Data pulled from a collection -
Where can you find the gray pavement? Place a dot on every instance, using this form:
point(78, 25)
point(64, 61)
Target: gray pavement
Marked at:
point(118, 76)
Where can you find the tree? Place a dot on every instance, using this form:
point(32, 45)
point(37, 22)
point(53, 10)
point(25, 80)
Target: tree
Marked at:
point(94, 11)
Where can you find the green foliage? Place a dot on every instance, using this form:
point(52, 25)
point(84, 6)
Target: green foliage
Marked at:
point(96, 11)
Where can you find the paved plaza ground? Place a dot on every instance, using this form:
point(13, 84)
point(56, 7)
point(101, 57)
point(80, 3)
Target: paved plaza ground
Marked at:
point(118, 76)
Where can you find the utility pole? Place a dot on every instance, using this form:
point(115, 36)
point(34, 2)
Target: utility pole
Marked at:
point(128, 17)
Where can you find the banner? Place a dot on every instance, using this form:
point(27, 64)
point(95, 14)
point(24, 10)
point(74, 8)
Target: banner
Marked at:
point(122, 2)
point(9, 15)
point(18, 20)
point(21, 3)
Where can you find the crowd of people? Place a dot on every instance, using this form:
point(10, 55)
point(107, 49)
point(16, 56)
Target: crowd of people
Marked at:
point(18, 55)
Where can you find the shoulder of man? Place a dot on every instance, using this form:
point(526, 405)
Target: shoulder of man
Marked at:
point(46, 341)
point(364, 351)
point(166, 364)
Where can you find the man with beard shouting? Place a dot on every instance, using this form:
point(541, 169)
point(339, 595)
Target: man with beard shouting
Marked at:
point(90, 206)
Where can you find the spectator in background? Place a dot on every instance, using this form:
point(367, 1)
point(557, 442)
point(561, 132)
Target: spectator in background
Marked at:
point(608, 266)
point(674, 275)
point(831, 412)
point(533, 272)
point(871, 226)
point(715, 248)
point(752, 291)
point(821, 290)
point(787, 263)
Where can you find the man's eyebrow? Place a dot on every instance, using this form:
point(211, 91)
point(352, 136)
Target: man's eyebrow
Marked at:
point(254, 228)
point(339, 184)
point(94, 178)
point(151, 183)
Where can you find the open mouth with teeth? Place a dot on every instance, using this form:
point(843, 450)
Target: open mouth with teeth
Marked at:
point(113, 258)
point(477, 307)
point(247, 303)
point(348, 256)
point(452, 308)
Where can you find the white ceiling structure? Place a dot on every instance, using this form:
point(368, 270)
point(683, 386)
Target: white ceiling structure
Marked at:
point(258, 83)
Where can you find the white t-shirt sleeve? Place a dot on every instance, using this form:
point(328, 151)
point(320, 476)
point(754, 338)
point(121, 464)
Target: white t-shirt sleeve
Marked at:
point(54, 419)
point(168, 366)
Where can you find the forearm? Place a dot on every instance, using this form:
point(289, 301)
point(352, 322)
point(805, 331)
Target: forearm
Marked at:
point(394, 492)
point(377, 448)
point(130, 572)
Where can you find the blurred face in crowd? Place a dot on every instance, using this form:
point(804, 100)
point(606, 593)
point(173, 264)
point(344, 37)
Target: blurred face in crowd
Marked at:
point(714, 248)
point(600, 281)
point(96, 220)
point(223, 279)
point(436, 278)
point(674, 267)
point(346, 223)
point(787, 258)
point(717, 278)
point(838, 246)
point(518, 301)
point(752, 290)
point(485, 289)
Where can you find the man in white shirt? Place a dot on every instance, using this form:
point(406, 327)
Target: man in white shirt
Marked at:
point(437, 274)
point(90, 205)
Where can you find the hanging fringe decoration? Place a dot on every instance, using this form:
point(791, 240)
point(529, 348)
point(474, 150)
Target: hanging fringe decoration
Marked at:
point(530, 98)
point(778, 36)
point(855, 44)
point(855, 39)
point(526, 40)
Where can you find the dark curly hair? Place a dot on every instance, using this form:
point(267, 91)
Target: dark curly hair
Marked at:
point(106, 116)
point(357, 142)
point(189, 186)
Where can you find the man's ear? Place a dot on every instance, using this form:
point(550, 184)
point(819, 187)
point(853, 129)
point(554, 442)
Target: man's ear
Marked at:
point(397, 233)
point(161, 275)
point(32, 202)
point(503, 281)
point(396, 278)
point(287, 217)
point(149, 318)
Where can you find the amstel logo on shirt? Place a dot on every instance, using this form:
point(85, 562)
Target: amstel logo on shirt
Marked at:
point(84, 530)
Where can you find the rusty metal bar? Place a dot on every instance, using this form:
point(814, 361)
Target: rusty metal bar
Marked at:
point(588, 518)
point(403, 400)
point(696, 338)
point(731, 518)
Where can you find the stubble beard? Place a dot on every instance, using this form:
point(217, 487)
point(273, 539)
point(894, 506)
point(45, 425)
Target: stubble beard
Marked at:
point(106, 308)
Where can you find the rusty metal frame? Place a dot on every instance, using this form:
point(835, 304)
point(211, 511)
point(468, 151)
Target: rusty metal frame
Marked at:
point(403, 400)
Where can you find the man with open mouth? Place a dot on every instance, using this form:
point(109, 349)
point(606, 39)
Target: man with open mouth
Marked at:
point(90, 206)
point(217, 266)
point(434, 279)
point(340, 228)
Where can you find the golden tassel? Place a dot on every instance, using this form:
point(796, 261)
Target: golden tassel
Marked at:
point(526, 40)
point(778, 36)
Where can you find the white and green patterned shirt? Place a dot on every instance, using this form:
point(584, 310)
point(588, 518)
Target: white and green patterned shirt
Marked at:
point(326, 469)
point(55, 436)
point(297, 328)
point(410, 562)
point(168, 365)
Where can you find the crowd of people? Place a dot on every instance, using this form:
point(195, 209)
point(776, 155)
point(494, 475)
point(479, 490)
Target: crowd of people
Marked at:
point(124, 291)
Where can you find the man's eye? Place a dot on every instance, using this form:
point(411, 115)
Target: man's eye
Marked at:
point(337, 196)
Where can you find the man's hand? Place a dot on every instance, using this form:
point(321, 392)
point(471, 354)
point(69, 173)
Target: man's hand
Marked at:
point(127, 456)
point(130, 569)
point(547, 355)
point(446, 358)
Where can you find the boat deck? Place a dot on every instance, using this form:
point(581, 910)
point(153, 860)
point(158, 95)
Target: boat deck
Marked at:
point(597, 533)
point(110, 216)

...

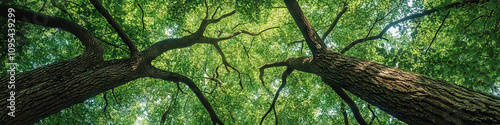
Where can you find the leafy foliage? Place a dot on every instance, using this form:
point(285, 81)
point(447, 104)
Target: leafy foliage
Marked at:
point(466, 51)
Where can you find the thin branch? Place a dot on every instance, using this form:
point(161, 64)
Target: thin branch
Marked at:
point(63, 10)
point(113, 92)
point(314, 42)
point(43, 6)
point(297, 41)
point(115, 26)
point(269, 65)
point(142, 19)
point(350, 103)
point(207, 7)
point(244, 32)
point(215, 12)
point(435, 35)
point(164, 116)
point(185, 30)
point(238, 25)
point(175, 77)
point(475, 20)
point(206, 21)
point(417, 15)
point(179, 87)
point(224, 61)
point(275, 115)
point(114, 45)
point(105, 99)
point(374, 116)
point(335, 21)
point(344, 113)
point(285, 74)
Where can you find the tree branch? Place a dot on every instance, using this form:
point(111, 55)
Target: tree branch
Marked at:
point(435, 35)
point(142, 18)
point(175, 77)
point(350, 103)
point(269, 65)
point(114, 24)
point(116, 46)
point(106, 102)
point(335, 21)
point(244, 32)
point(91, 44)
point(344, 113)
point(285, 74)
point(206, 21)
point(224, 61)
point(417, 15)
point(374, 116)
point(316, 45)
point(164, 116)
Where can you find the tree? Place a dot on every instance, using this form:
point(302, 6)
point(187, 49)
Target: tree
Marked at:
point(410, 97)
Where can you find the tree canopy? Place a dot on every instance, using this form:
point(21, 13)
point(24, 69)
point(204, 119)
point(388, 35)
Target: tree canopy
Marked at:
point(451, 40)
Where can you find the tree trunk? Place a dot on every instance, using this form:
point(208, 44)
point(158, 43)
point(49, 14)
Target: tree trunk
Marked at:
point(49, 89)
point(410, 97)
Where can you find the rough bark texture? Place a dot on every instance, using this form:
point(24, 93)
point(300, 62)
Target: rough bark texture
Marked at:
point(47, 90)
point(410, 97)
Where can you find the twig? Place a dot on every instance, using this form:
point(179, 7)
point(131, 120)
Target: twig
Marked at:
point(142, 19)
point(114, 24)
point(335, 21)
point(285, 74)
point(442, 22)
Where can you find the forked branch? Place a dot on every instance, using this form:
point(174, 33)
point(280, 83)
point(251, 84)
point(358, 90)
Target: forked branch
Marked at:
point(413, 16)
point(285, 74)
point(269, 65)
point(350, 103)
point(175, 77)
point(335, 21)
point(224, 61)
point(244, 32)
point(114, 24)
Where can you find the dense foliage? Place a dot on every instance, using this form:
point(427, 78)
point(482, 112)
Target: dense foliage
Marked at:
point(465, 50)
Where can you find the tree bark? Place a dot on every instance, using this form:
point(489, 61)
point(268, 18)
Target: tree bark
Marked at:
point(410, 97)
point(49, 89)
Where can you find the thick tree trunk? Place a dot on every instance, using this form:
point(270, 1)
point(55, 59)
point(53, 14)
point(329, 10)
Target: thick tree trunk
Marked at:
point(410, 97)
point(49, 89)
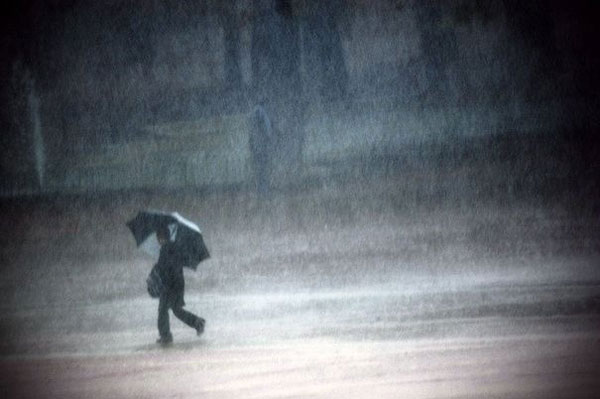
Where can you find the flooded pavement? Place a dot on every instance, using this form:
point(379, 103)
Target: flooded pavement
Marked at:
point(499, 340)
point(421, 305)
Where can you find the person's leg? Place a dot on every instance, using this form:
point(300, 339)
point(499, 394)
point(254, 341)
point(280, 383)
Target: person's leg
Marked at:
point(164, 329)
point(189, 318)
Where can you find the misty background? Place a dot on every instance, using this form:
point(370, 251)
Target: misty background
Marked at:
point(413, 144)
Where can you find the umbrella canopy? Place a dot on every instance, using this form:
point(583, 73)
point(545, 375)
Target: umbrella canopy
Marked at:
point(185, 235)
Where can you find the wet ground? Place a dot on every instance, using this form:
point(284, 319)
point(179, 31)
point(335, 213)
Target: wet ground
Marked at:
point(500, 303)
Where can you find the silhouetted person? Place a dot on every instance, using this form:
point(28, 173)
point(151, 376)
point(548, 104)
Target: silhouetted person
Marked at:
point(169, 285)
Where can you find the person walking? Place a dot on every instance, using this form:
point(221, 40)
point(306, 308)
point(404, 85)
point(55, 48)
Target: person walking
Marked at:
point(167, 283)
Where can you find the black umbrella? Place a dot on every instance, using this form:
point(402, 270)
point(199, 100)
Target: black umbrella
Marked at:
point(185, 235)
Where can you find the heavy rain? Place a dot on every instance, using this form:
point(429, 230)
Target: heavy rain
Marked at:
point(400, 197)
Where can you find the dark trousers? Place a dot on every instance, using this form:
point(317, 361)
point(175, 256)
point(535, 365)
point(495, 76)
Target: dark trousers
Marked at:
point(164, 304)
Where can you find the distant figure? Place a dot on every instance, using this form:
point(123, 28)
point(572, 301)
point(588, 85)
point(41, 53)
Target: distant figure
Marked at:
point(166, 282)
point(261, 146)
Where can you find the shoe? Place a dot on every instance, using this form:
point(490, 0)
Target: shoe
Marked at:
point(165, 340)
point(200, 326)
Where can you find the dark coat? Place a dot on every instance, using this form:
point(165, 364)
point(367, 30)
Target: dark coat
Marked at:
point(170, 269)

Requirements - Recast the lines of the records as a Markdown table with the columns Number and Line, starting at the line containing "Where can you find the gray" and ending at the line containing "point(21, 3)". Number each row and leave out blank lines.

Result of this exercise -
| Number | Line |
|---|---|
| 1 | Where can you find the gray pavement? Place a dot on every instance, using this form: |
| 2 | point(78, 25) |
| 3 | point(64, 61) |
| 4 | Target: gray pavement |
| 5 | Marked at: |
| 6 | point(118, 76) |
| 7 | Where can you find the tree? Place a dot on every instance, using this form: |
| 8 | point(32, 45) |
| 9 | point(37, 22) |
| 10 | point(53, 10) |
| 11 | point(25, 80) |
| 12 | Target: tree |
| 13 | Marked at: |
| 14 | point(94, 11) |
| 15 | Where can you find the green foliage? Place a dot on every instance, using this form: |
| 16 | point(52, 25) |
| 17 | point(84, 6) |
| 18 | Target: green foliage |
| 19 | Marked at: |
| 20 | point(96, 11) |
| 21 | Where can you find the paved plaza ground? Place a dot on every instance, using this form: |
| 22 | point(13, 84) |
| 23 | point(56, 7) |
| 24 | point(101, 57) |
| 25 | point(80, 3) |
| 26 | Target: paved plaza ground |
| 27 | Marked at: |
| 28 | point(118, 76) |
| 29 | Where can you find the utility pole? Place a dot on every instance, using this form: |
| 30 | point(115, 36) |
| 31 | point(34, 2) |
| 32 | Target: utility pole |
| 33 | Marked at: |
| 34 | point(128, 17) |
| 35 | Where can you find the banner? Place a dot on every instance, using this form: |
| 36 | point(27, 64) |
| 37 | point(95, 14) |
| 38 | point(24, 10) |
| 39 | point(74, 8) |
| 40 | Target: banner |
| 41 | Marked at: |
| 42 | point(122, 2) |
| 43 | point(9, 15) |
| 44 | point(18, 20) |
| 45 | point(21, 3) |